EXERCISE GOAL:
Copy the records from the line with "Can you find the paved" through the end of the records, including the requests, and multiply every point coordinate in the answers by 2.5, rounding to whole numbers with halves rounded up. Leave out the pictures.

DATA IN THIS EXERCISE:
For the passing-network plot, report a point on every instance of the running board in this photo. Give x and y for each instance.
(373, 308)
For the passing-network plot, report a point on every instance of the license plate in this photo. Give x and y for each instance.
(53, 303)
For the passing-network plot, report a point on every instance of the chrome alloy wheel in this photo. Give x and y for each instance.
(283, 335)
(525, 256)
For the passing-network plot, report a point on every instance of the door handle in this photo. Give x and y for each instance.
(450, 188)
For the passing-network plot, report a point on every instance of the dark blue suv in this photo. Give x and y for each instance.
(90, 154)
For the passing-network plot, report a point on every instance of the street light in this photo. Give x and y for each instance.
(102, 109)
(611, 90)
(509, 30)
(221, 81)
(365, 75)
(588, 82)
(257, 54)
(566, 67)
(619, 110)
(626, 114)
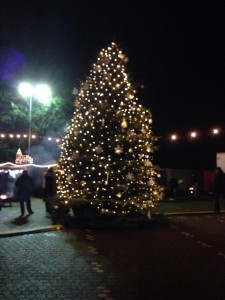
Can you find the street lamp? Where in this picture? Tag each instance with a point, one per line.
(40, 92)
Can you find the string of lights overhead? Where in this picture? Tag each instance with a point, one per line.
(173, 136)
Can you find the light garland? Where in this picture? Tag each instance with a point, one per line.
(172, 136)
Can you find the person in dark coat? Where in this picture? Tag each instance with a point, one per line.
(24, 188)
(49, 183)
(49, 187)
(219, 188)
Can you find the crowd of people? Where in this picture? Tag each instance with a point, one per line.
(22, 187)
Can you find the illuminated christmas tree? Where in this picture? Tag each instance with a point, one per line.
(106, 155)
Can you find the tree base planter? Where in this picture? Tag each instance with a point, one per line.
(104, 221)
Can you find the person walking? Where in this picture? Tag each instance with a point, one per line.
(24, 188)
(49, 187)
(219, 188)
(49, 183)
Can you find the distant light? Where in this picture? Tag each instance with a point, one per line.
(25, 89)
(215, 131)
(173, 137)
(193, 134)
(40, 91)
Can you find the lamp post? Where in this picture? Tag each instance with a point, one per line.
(40, 92)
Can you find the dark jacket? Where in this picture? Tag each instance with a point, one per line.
(24, 186)
(220, 181)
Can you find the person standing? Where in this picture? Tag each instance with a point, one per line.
(173, 186)
(49, 183)
(49, 187)
(219, 188)
(24, 188)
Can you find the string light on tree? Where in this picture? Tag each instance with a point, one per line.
(112, 133)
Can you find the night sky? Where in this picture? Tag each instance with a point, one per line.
(176, 52)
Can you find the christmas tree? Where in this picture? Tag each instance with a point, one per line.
(107, 152)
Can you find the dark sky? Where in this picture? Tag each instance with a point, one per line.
(176, 50)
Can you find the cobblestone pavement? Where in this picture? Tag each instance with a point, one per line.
(181, 258)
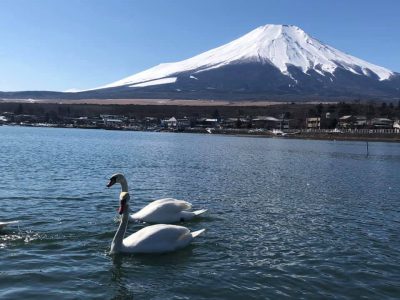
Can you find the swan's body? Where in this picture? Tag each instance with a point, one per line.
(4, 224)
(168, 210)
(151, 239)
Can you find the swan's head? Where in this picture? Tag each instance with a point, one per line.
(116, 178)
(123, 202)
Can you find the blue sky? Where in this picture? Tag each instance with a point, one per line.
(63, 44)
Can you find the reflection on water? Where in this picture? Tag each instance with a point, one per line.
(287, 218)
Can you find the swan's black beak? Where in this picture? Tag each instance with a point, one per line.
(113, 180)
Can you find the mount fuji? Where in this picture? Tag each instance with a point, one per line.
(272, 62)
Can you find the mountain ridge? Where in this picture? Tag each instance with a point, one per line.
(270, 62)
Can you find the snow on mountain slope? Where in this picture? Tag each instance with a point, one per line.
(278, 45)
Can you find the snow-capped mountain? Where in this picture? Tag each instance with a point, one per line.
(272, 62)
(279, 46)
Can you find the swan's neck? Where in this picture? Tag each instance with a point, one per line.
(116, 244)
(124, 185)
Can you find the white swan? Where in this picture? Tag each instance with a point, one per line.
(4, 224)
(151, 239)
(167, 210)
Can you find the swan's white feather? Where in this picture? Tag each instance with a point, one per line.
(157, 239)
(167, 210)
(4, 224)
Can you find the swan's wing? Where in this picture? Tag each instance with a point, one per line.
(162, 211)
(173, 204)
(157, 239)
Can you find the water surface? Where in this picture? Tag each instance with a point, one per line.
(287, 218)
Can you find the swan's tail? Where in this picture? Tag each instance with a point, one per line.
(197, 233)
(4, 224)
(200, 211)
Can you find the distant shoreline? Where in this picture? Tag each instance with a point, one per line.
(392, 138)
(165, 102)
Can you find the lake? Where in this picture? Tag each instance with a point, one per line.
(287, 218)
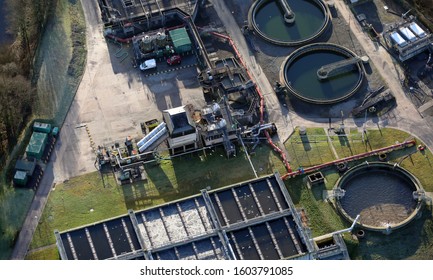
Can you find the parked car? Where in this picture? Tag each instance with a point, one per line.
(148, 64)
(173, 60)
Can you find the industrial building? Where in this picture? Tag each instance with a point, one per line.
(129, 17)
(253, 220)
(408, 39)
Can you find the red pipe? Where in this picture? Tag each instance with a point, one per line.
(117, 39)
(355, 157)
(262, 101)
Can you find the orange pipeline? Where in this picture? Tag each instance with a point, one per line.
(262, 102)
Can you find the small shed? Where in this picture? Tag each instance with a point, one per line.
(35, 148)
(26, 166)
(181, 41)
(20, 178)
(42, 127)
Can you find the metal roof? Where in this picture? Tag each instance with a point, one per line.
(417, 30)
(398, 39)
(180, 37)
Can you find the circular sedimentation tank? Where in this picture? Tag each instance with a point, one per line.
(381, 193)
(288, 22)
(301, 77)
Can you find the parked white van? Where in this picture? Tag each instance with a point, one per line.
(148, 64)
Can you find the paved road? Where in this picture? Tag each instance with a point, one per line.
(404, 117)
(48, 179)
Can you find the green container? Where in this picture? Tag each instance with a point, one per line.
(42, 127)
(20, 178)
(35, 148)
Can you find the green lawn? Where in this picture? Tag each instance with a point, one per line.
(47, 253)
(310, 149)
(91, 198)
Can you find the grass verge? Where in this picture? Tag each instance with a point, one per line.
(92, 197)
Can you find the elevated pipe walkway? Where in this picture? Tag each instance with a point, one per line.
(336, 68)
(289, 15)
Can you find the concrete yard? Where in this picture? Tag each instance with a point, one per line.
(114, 97)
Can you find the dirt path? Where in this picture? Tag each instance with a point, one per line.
(36, 208)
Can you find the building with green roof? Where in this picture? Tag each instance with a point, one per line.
(35, 148)
(181, 41)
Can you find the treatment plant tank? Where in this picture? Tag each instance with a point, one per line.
(381, 193)
(300, 73)
(288, 22)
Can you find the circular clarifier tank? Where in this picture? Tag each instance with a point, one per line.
(289, 22)
(381, 193)
(302, 77)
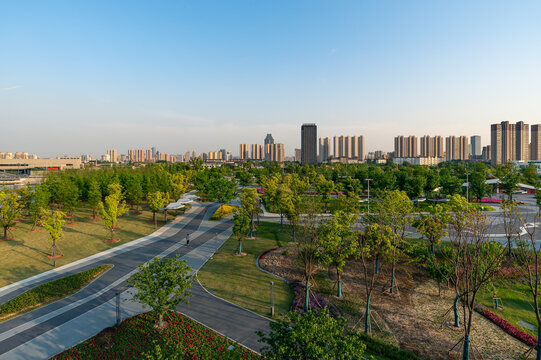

RESPONSE:
Can you find the paved road? Where in this picture? Tag each instance with a point, one per line.
(1010, 293)
(120, 448)
Can you find the green container? Where in this picture? Tag each instance with a point, one per line.
(105, 318)
(50, 445)
(88, 370)
Can you find the green lawn? Where in this picture? Tag each instance with a point, one per line.
(118, 633)
(775, 373)
(228, 495)
Can you find the grass verge? Where in this picture? Tag each instance with a point, one per line.
(230, 493)
Can you find the elevated pipe walkway? Where in this picture? Tag each instance with a point, one per line.
(840, 170)
(723, 38)
Can you find the concrete yard? Where in this picture? Tag each instance with a point, one per line.
(285, 243)
Can you find the dirt path? Where in this picture? Tag each instance with a point, one per line.
(90, 520)
Can you find the building with green roof? Where in this picture? Tag each instance with a point, one per line.
(88, 370)
(453, 103)
Can you find the treatment plant tank? Where in this picture? Tag each instance with a point, one per line.
(953, 483)
(750, 183)
(720, 55)
Can you find the circular clarifier tank? Where in this picture? Tag each instance with a point, one per line.
(723, 55)
(953, 483)
(755, 193)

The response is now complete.